Re: [Gusdev-gusdev] parseBlastFilesForSimilarity.pl

SourceForge Headquarters 1320 Columbia Street Suite 310 San Diego, CA 92101 +1 (858) 422-6466

hi Alberto -
PlasmoDB project uses a plugin to load the GlimmerM results; it is
GUS::Common::Plugin::ImportPlasmoDBPrediction plugin in the Sanger cvs 
repository. however, please note that this plugin is not generalized, 
and has been used here only for the PlasmoDB project so far.
It would be useful to generalize this plugin some day, so that all can 
benefit.

Bindu

On Feb 11, 2005, at 12:44 PM, Alberto Davila wrote:

> Hey Steve, Thomas,
>
> Thanks a lot for the tips, really helpful.. now, few more questions:
>
>> ok.  NR = NRDB
>>
>> the way we have used gus with similarities is that both the query and
>> subject are loaded into gus.  As thomas explained, the similarity 
>> table
>> captures similarity between sequences that are in gus.

Supplied records:
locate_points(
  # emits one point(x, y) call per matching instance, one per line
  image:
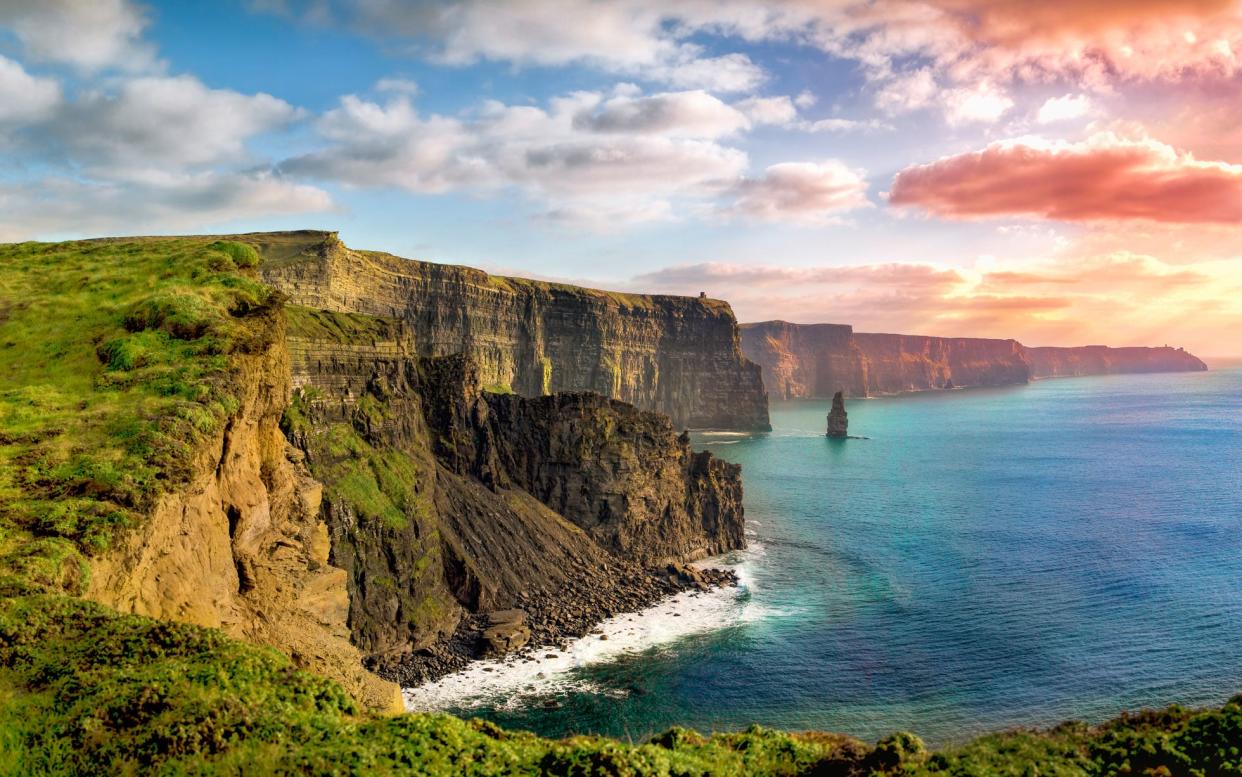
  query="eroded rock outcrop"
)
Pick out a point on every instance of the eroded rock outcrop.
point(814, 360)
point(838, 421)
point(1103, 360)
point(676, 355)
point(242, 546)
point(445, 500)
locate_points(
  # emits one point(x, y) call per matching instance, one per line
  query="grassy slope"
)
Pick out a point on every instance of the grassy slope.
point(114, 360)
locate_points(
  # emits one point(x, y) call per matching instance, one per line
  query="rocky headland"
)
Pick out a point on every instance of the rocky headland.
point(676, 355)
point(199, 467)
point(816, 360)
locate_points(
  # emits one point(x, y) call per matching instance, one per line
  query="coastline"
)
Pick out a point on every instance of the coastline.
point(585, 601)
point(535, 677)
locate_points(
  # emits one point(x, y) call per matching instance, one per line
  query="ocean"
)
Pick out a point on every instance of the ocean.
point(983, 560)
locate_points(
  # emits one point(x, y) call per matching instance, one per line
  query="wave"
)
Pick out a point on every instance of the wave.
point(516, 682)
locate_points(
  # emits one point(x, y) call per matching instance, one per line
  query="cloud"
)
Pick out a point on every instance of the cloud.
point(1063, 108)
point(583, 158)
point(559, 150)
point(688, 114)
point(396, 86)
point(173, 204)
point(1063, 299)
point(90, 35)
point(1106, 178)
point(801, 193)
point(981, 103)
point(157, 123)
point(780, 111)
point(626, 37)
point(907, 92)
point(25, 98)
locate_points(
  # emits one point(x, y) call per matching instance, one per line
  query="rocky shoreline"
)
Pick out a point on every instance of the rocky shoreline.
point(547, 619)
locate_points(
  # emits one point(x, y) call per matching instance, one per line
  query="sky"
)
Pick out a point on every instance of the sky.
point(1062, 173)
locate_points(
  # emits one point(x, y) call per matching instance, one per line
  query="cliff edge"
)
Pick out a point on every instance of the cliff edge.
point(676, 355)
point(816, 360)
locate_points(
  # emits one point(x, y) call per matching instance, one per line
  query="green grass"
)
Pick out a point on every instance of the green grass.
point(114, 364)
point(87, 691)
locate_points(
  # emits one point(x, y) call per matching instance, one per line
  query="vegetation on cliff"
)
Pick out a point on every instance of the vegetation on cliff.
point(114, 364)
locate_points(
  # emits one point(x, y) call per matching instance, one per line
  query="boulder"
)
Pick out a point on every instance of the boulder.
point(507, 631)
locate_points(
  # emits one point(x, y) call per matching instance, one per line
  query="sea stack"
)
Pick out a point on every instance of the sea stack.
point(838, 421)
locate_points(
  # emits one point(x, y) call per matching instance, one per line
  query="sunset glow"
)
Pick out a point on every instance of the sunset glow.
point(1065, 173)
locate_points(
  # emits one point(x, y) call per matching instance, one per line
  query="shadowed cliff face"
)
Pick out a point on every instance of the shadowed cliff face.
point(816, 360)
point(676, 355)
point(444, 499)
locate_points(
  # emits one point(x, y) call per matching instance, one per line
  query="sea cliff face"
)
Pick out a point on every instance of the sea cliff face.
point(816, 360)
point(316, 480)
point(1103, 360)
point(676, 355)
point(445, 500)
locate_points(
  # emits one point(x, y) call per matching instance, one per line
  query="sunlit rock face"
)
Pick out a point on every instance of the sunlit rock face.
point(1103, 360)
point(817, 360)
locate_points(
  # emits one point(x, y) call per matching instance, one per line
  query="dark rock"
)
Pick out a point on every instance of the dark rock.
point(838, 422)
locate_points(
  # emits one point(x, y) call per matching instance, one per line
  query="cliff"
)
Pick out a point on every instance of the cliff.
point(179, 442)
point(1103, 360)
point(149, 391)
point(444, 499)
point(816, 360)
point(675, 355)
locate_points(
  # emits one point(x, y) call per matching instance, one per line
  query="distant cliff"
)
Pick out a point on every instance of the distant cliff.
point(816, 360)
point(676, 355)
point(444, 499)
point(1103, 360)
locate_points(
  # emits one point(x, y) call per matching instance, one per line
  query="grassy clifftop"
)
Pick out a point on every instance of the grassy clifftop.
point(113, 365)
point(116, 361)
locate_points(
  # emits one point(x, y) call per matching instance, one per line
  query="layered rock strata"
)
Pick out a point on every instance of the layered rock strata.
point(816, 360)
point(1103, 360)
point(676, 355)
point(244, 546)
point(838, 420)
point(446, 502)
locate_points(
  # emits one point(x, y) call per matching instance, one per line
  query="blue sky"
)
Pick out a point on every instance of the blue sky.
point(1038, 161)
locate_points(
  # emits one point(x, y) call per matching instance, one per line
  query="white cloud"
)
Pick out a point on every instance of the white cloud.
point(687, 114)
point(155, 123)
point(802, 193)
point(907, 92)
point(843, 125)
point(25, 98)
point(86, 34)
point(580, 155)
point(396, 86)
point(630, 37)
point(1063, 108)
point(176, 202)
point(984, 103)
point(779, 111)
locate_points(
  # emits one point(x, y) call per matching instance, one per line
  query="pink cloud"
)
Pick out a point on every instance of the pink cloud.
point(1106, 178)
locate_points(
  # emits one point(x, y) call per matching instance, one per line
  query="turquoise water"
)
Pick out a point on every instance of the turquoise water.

Short exercise 1: In the mailing-list reply, which plugin does the PlasmoDB project use to load the GlimmerM results?
Short exercise 2: Quote the mailing-list reply word for word, beginning at the words that hold "SourceForge Headquarters 1320" and stopping after "project so far.".

Correct answer 1: GUS::Common::Plugin::ImportPlasmoDBPrediction, in the Sanger cvs repository.

Correct answer 2:
SourceForge Headquarters 1320 Columbia Street Suite 310 San Diego, CA 92101 +1 (858) 422-6466

hi Alberto -
PlasmoDB project uses a plugin to load the GlimmerM results; it is
GUS::Common::Plugin::ImportPlasmoDBPrediction plugin in the Sanger cvs 
repository. however, please note that this plugin is not generalized, 
and has been used here only for the PlasmoDB project so far.